## What to do
Return the following lines without any alteration, covering every item.

— start of Information given —

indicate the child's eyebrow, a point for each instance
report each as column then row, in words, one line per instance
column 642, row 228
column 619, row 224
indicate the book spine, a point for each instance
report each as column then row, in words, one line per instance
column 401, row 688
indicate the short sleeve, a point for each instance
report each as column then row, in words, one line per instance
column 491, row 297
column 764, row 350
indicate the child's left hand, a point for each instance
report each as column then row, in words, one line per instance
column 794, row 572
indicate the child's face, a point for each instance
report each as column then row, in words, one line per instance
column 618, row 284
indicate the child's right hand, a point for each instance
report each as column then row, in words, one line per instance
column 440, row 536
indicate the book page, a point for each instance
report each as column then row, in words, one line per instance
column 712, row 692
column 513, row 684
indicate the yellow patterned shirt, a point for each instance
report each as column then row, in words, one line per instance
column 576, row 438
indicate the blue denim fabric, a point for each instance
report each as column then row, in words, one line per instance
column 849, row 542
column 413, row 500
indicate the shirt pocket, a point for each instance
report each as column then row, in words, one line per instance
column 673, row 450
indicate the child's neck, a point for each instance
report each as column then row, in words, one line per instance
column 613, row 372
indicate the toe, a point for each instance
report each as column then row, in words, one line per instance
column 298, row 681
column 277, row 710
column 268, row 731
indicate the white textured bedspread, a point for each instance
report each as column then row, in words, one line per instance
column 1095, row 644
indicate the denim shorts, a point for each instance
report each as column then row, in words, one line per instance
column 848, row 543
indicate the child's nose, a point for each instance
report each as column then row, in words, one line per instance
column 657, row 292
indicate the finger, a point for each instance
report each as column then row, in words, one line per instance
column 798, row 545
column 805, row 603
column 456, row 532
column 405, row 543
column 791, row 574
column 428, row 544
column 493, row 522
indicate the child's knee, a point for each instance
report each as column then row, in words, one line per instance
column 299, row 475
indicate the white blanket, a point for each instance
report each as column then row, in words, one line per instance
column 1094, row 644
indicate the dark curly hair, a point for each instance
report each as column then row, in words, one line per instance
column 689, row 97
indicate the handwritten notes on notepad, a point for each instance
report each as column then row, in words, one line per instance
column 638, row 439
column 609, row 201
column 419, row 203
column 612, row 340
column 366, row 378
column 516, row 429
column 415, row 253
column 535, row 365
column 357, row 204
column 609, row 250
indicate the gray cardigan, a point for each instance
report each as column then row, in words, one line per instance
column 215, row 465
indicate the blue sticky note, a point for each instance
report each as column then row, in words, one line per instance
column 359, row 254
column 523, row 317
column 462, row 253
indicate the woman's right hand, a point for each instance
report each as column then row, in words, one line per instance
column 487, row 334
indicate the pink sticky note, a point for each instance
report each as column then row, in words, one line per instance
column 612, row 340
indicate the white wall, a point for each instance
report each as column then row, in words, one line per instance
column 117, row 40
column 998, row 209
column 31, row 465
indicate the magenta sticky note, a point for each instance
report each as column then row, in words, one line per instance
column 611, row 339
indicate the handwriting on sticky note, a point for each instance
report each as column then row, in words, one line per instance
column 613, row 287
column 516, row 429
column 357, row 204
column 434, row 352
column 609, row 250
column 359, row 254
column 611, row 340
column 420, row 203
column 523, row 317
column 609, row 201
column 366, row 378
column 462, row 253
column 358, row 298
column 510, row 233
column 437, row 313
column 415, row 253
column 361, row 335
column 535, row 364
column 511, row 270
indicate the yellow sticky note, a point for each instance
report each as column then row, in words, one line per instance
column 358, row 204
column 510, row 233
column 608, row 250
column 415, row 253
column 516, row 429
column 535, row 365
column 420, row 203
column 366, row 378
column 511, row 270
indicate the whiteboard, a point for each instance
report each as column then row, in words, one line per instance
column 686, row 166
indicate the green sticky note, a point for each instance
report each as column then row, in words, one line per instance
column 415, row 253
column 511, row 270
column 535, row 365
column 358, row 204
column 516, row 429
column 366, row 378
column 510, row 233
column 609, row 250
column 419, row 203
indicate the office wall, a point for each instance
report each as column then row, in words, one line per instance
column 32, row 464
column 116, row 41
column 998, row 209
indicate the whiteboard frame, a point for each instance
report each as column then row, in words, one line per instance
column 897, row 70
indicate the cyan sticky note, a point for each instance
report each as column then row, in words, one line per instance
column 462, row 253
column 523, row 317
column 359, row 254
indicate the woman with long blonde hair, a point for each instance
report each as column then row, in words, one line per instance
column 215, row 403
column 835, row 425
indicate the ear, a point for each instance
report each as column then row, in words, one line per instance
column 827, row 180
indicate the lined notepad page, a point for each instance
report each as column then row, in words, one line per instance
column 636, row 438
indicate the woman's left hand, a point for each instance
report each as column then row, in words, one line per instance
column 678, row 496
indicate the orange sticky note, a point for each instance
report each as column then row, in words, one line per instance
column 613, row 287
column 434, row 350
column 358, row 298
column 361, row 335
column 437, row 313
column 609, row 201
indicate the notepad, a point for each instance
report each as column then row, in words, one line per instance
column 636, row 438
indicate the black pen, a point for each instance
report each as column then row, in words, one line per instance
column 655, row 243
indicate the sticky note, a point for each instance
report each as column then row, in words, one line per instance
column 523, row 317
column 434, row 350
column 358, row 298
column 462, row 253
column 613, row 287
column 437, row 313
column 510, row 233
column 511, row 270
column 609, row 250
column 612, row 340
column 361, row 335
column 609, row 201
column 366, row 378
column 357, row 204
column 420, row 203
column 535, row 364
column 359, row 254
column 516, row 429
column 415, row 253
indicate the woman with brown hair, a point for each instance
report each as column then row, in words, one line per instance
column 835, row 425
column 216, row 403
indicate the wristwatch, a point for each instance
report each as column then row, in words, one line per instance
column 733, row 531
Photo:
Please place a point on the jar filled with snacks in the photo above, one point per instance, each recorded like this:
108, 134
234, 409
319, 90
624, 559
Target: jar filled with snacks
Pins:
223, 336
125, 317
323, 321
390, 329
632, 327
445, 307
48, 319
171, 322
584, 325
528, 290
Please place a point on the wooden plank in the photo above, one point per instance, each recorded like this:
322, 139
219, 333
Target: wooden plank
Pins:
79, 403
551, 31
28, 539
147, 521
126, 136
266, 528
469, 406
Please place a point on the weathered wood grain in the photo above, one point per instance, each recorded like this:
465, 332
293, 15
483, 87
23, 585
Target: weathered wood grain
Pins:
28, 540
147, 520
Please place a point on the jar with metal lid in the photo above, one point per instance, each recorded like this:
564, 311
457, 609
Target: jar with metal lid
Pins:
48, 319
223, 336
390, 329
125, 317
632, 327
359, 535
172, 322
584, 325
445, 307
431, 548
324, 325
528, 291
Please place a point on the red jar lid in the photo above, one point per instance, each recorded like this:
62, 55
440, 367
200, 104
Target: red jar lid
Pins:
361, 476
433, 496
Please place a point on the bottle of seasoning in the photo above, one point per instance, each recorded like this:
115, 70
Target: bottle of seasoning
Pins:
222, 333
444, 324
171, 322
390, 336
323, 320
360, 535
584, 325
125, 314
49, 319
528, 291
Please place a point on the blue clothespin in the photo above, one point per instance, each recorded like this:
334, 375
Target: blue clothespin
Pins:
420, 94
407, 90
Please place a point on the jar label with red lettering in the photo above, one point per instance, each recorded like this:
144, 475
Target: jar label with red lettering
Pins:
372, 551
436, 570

— end of Information given —

## Solution for this exercise
indicate the child's eyebrow, a point for each instance
report each as column then row, in words, one line per instance
column 642, row 228
column 619, row 224
indicate the book spine, a point for each instance
report each as column then row, in words, one line per instance
column 401, row 688
indicate the short sleeve, a point for each instance
report each as column then row, in words, one line per instance
column 491, row 297
column 764, row 350
indicate the child's left hand, a point for each instance
report each as column then row, in words, one line per instance
column 794, row 572
indicate the child's face, a point for each instance
report each as column then row, in words, one line per instance
column 618, row 284
indicate the child's right hand, a point for each instance
report each as column then row, in words, one line per instance
column 440, row 536
indicate the book page, a point for each instance
report each as column then row, in words, one line per instance
column 712, row 692
column 513, row 684
indicate the yellow patterned shirt, a point for each instance
report each as column then row, in words, one line per instance
column 576, row 438
indicate the blue denim fabric, a point for each instance
report each as column then row, in words, one line per instance
column 849, row 542
column 413, row 500
indicate the shirt pocket, a point for each instance
report each as column then row, in words, one line per instance
column 673, row 450
indicate the child's neck, a point for each instance
report each as column then row, in words, one line per instance
column 613, row 372
indicate the toe, a point for each instance
report each as column then row, in words, one line per instance
column 298, row 681
column 277, row 710
column 268, row 731
indicate the white textured bedspread, a point for each instance
report each as column then row, in words, one line per instance
column 1095, row 644
indicate the denim shorts, a point for each instance
report each as column then row, in words, one line per instance
column 848, row 543
indicate the child's nose, a point for each instance
report each as column then row, in words, one line per instance
column 657, row 292
indicate the finger, a point for each instance
report each as column then row, in words, one line per instance
column 798, row 545
column 805, row 603
column 456, row 532
column 405, row 543
column 791, row 574
column 428, row 544
column 493, row 522
indicate the child's knee, a point for each instance
report each as column then row, in words, one line per instance
column 299, row 475
indicate the white blanket, a point for each instance
report each as column then row, in words, one line per instance
column 1094, row 644
indicate the dark curly hair, a point for each instance
report each as column then row, in words, one line per instance
column 689, row 97
indicate the handwritten notes on notepad, a point for each instance
report each as column then row, in words, one line per instance
column 638, row 439
column 609, row 201
column 419, row 203
column 612, row 340
column 366, row 378
column 516, row 429
column 415, row 253
column 535, row 365
column 357, row 204
column 609, row 250
indicate the gray cardigan, a point for each instance
report each as column then row, in words, one line per instance
column 215, row 465
indicate the blue sticky note, a point for each instance
report each as column then row, in words, one line per instance
column 359, row 254
column 523, row 317
column 462, row 253
indicate the woman's right hand, a point for each instance
report each as column then row, in words, one line per instance
column 487, row 334
indicate the pink sticky note, a point for each instance
report each as column then row, in words, one line per instance
column 612, row 340
indicate the white wall, a point for each instance
report each as column then row, in words, one line per instance
column 117, row 40
column 998, row 209
column 31, row 465
indicate the magenta sticky note, a point for each instance
report each as column then row, in words, one line per instance
column 611, row 339
indicate the handwriting on sticky note, a point for each instance
report each as column then row, in words, one line per instance
column 613, row 287
column 516, row 429
column 357, row 204
column 434, row 352
column 609, row 250
column 359, row 254
column 611, row 340
column 420, row 203
column 523, row 317
column 609, row 201
column 366, row 378
column 462, row 253
column 358, row 298
column 510, row 233
column 437, row 313
column 415, row 253
column 361, row 335
column 535, row 364
column 511, row 270
indicate the yellow sticky note, a point for each instance
report each as column then row, in words, one line per instance
column 358, row 204
column 510, row 233
column 608, row 250
column 415, row 253
column 516, row 429
column 535, row 365
column 420, row 203
column 366, row 378
column 511, row 270
indicate the whiteboard, a point for each instance
report each as column then row, in words, one line per instance
column 686, row 166
indicate the green sticky note, a point for each instance
report each as column then row, in words, one line per instance
column 415, row 253
column 511, row 270
column 535, row 365
column 358, row 204
column 516, row 429
column 366, row 378
column 510, row 233
column 609, row 250
column 419, row 203
indicate the office wall, a point for each instance
report each as column then row, in words, one line per instance
column 32, row 464
column 116, row 41
column 998, row 209
indicate the whiteboard frame, a point for each instance
report each as column then row, in words, one line per instance
column 897, row 70
indicate the cyan sticky note, a point for each instance
report each as column then row, in words, one line per instance
column 462, row 253
column 523, row 317
column 359, row 254
indicate the woman with long blonde hair, a point for each instance
report each as column then row, in words, one line per instance
column 215, row 403
column 835, row 425
indicate the ear, a point for each instance
report each as column then row, in words, one line per instance
column 827, row 180
indicate the lined notepad page, a point for each instance
report each as column then row, in words, one line per instance
column 636, row 438
indicate the woman's left hand, a point for each instance
report each as column then row, in words, one line per instance
column 678, row 496
indicate the orange sticky note, a point for each instance
report each as column then row, in words, one line per instance
column 613, row 287
column 434, row 350
column 358, row 298
column 361, row 335
column 437, row 313
column 609, row 201
indicate the notepad, a point for each instance
report each as column then row, in words, one line per instance
column 636, row 438
indicate the black pen, a point for each instance
report each as column then row, in words, one line per instance
column 655, row 243
indicate the sticky note, a point for each instance
report each as column then row, in words, one line per instance
column 523, row 317
column 434, row 350
column 358, row 298
column 462, row 253
column 613, row 287
column 437, row 313
column 510, row 233
column 511, row 270
column 609, row 250
column 612, row 340
column 361, row 335
column 609, row 201
column 366, row 378
column 357, row 204
column 420, row 203
column 535, row 364
column 359, row 254
column 516, row 429
column 415, row 253
indicate the woman with brown hair, a point for each instance
report each as column then row, in words, one line per instance
column 835, row 425
column 216, row 403
indicate the wristwatch, a point for each instance
report each as column then row, in words, one line per instance
column 733, row 531
Photo:
Please place a point on the jar filled with snacks in the photo above, one point per instance, each recorded like this:
108, 134
234, 409
319, 90
624, 559
Target: jar filled with snacks
Pins:
223, 336
125, 317
323, 321
390, 329
632, 327
445, 307
48, 319
171, 322
584, 325
528, 290
Please place a point on the wooden plank in the photo above, one point per instance, each recorded like this:
322, 139
219, 333
Target: wooden plank
Pins:
79, 403
551, 31
28, 539
147, 521
126, 136
266, 528
469, 406
Please place a point on the weathered wood grain in the photo above, one point per instance, each recorded like this:
465, 332
293, 15
483, 87
23, 585
Target: weathered wood grain
Pins:
28, 540
147, 520
Please place a point on the jar with metal lid in the photo above, one point per instance, each recorded like this:
564, 311
457, 609
Target: jar with metal lid
Pins:
48, 319
223, 336
390, 329
125, 317
632, 327
359, 535
172, 322
584, 325
445, 307
431, 548
324, 325
528, 291
Please place a point on the red jar lid in the photo above, one point per instance, each recorded like this:
62, 55
440, 367
200, 104
Target: red jar lid
Pins:
361, 476
433, 496
Please place a point on the bottle of seasoning in the photo above, one point per instance, each recorded like this:
115, 70
Target: bottle of seasoning
Pins:
222, 333
444, 324
171, 322
390, 336
323, 320
360, 535
584, 325
125, 314
49, 319
528, 291
Please place a point on the blue clothespin in the photo above, one point per instance, each recorded like this:
334, 375
Target: blue clothespin
Pins:
420, 94
407, 90
Please place a point on the jar label with red lettering in the photo above, one point per instance, each recorded like this:
144, 475
Target: jar label with red lettering
Pins:
372, 551
436, 570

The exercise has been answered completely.